Excerpt provided section start

# Pregnant Cows + Milk cow hasn't been milked in years



## LHRanch (Feb 5, 2013)

Hey everyone, new to the forum and new to owning cows so I had a few questions.

First off, we've only owned 2 cows in the past 3 years and they were steers for butcher. A friend of ours recently ordered for a divorce and she has 14 cows and a bunch of other llamas she has to sell. We got 3 cows, a brown swiss and 2 black angus. Supposedly all 3 are bred - the brown swiss is at our place currently and she seems to be underweight but I can defintely see a baby in there... Especially when it kicks.

She is a sweet cow, old (I'll find out age today), but had been a milk cow for like, 3 years than raised babies since. She hasn't been milked in 2+ years and has just been having babies. 

My questions are:

Is it healthy to milk her once in a while?

Excerpt provided section end

** Exercise brief **
Please write out the part of the forum thread on pregnant cows from "## LHRanch (Feb" up to and including "been having babies.". The entries after this have nothing to do with it.

Data to examine section start

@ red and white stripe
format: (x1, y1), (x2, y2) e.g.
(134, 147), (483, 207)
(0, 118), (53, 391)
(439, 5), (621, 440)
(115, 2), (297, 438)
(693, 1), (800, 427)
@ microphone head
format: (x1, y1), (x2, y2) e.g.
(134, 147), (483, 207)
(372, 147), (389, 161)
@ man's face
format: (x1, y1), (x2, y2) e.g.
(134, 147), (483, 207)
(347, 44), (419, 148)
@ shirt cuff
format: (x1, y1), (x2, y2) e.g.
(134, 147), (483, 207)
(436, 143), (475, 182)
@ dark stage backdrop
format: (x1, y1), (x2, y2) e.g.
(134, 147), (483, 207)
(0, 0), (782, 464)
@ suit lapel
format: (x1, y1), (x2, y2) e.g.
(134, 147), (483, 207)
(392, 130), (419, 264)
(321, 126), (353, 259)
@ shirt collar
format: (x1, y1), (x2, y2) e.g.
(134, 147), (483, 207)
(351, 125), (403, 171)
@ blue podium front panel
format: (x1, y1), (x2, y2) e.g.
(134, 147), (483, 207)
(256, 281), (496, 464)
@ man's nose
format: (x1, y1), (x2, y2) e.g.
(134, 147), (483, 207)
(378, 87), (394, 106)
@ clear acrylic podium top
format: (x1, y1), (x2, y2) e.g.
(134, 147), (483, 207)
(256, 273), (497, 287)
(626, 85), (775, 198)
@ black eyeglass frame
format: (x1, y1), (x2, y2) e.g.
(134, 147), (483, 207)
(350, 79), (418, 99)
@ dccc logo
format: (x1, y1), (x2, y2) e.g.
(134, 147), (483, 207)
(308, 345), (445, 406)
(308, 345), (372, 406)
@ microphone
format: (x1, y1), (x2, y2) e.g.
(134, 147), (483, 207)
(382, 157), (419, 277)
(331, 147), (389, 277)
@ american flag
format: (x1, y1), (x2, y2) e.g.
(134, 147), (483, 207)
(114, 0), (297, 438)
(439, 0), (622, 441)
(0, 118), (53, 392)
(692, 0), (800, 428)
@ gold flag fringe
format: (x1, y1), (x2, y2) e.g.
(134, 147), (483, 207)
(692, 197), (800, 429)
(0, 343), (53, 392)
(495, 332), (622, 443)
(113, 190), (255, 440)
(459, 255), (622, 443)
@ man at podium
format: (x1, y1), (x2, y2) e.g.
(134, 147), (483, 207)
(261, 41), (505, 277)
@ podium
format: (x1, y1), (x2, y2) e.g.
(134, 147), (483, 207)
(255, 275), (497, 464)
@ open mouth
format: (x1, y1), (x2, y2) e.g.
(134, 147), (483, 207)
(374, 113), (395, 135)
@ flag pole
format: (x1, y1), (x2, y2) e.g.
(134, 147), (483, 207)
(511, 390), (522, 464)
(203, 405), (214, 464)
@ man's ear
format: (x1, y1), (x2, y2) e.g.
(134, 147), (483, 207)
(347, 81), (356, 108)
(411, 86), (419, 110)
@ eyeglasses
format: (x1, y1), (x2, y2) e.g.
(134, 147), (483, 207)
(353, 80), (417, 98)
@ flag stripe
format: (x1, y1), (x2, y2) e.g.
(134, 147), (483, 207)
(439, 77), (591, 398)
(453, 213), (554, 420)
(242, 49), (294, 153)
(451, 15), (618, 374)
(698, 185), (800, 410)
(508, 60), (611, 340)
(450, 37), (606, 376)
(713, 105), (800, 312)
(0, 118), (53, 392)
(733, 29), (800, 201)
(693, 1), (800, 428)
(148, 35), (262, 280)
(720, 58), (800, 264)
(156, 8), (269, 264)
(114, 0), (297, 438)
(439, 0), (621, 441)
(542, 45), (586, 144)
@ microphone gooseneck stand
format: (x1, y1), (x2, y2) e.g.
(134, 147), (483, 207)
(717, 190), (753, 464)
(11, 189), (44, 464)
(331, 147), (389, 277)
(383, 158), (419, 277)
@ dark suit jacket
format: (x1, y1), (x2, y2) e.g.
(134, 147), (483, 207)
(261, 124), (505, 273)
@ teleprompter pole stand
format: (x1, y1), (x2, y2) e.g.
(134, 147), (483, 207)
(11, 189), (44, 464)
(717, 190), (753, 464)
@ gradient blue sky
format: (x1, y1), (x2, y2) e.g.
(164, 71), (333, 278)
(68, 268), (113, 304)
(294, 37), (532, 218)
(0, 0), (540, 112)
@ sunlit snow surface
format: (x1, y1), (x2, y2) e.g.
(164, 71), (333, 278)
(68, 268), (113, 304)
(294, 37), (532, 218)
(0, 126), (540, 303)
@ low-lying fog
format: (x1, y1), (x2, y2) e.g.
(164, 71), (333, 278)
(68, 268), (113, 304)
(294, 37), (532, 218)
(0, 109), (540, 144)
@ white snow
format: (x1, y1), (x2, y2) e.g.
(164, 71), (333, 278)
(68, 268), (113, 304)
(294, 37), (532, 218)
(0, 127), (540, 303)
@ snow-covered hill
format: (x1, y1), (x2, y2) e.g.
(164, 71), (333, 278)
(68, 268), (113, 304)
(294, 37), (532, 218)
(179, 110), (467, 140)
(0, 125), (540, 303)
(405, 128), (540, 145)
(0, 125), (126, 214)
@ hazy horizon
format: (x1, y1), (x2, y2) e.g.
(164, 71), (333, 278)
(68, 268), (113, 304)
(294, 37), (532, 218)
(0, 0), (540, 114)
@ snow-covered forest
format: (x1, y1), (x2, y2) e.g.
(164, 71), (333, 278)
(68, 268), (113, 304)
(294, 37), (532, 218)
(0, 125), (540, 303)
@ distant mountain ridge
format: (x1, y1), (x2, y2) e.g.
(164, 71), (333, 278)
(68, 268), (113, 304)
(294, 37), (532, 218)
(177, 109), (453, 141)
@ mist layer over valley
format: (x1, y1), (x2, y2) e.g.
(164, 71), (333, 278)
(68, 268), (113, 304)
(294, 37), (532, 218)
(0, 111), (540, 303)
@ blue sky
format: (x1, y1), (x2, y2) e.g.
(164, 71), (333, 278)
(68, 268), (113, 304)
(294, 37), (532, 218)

Data to examine section end

** Exercise solution **
## LHRanch (Feb 5, 2013)

Hey everyone, new to the forum and new to owning cows so I had a few questions.

First off, we've only owned 2 cows in the past 3 years and they were steers for butcher. A friend of ours recently ordered for a divorce and she has 14 cows and a bunch of other llamas she has to sell. We got 3 cows, a brown swiss and 2 black angus. Supposedly all 3 are bred - the brown swiss is at our place currently and she seems to be underweight but I can defintely see a baby in there... Especially when it kicks.

She is a sweet cow, old (I'll find out age today), but had been a milk cow for like, 3 years than raised babies since. She hasn't been milked in 2+ years and has just been having babies.